What to do:
Copy every line of the listing below without changes, but leave the pictures out.
----- Dataset records
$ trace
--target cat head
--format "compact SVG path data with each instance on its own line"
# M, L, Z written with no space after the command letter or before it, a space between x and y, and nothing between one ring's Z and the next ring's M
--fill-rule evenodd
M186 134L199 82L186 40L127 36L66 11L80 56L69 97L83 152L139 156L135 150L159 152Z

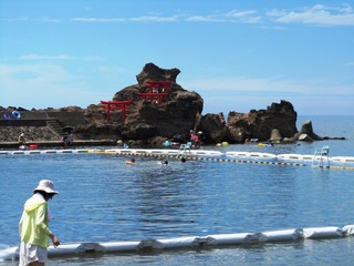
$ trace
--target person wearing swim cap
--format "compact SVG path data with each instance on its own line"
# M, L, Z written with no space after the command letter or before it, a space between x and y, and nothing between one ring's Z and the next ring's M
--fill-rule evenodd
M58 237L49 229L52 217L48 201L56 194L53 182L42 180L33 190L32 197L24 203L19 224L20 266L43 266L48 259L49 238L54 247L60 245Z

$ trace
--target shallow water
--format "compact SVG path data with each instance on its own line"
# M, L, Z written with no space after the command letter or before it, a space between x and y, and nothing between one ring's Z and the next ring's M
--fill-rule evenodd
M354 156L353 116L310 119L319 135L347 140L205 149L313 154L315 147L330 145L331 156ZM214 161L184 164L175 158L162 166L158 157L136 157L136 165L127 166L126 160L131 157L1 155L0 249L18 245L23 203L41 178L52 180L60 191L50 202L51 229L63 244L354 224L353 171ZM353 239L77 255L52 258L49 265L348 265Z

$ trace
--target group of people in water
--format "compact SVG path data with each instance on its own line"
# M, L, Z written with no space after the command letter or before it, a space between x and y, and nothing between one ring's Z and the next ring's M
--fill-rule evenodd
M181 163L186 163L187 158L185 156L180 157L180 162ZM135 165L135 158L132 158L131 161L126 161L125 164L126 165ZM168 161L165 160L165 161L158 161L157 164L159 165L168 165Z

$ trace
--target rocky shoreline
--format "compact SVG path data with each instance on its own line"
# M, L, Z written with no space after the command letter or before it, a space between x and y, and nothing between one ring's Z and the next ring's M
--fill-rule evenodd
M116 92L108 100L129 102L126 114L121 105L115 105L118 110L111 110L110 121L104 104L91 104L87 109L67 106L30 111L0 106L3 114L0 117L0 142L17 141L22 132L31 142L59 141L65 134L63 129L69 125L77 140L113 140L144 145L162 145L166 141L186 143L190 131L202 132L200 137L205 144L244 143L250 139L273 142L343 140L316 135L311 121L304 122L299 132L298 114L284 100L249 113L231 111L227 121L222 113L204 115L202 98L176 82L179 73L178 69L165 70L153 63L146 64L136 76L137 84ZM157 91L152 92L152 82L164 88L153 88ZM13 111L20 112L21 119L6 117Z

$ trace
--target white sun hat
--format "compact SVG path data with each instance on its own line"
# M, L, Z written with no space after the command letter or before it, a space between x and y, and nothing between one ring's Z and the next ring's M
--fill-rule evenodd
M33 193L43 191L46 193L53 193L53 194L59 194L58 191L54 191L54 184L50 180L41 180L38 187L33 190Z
----------
Correct answer:
$ trace
--target cat head
--format "compact SVG path data with each instance on its own line"
# M, L, Z written with no space after the command letter or before it, a space between x and y, and nothing between one ring's Z and the next ring's M
--fill-rule evenodd
M186 134L199 82L186 40L127 36L66 11L80 56L69 97L83 152L139 156L135 150L159 152Z

$ trace
--target person wearing swim cap
--format "compact SVG path data with each instance on its own line"
# M, L, Z written with no space after the command letter or before it, a space between x and y, and nothing between one ring's Z and the next ring's M
--fill-rule evenodd
M58 237L49 229L52 217L48 201L56 194L53 182L42 180L33 190L32 197L24 203L19 224L20 266L43 266L48 259L49 238L54 247L60 245Z

$ trace
--target shallow water
--format "compact SVG path data with each instance on its own line"
# M, L, Z written with no space after the command letter or before it, a space between x and y, and nothing between one ring's Z and the next ring's M
--fill-rule evenodd
M354 156L353 116L310 119L319 135L347 140L205 149L313 154L315 147L330 145L331 156ZM214 161L184 164L175 158L162 166L158 157L136 157L136 165L127 166L126 160L131 157L1 155L0 249L18 245L23 203L41 178L52 180L60 191L50 202L51 229L63 244L354 224L353 171ZM353 239L77 255L52 258L49 265L348 265Z

$ trace
--target group of people in water
--format "compact SVG path data with each instance on its own line"
# M, L, Z written with no space after the command letter or before it, a space between x and y, and nothing between one ring's Z and the next ring's M
--fill-rule evenodd
M181 163L186 163L187 158L185 156L180 157L180 162ZM135 165L135 158L132 158L131 161L126 161L125 164L126 165ZM168 161L165 160L165 161L158 161L157 164L159 165L168 165Z

$ trace
--target rocky shoreline
--format "compact SVG path data with each instance on its own line"
# M, L, Z written with no space after the command letter or before it, a space between x and y, and nothing between one ring's Z and the next ring's M
--fill-rule evenodd
M116 92L108 100L129 102L126 114L121 105L115 105L118 110L111 110L110 121L104 104L91 104L87 109L67 106L30 111L0 106L3 114L0 117L0 142L17 141L22 132L31 142L59 141L65 134L63 129L69 125L77 140L113 140L144 145L162 145L166 141L186 143L190 131L202 132L200 137L205 144L244 143L250 139L273 142L343 140L316 135L311 121L304 122L299 132L298 114L284 100L249 113L231 111L227 121L222 113L204 115L202 98L176 82L179 73L178 69L165 70L153 63L146 64L136 76L137 84ZM157 91L152 92L152 82L164 88L153 88ZM13 111L20 112L21 119L6 117Z

$ trace
--target white sun hat
--format "compact SVG path data with each instance on its own line"
# M, L, Z written with no space after the command letter or before it, a space between x and y, and nothing between one ring's Z and the next ring's M
--fill-rule evenodd
M33 193L43 191L46 193L53 193L53 194L59 194L58 191L54 191L54 184L50 180L41 180L38 187L33 190Z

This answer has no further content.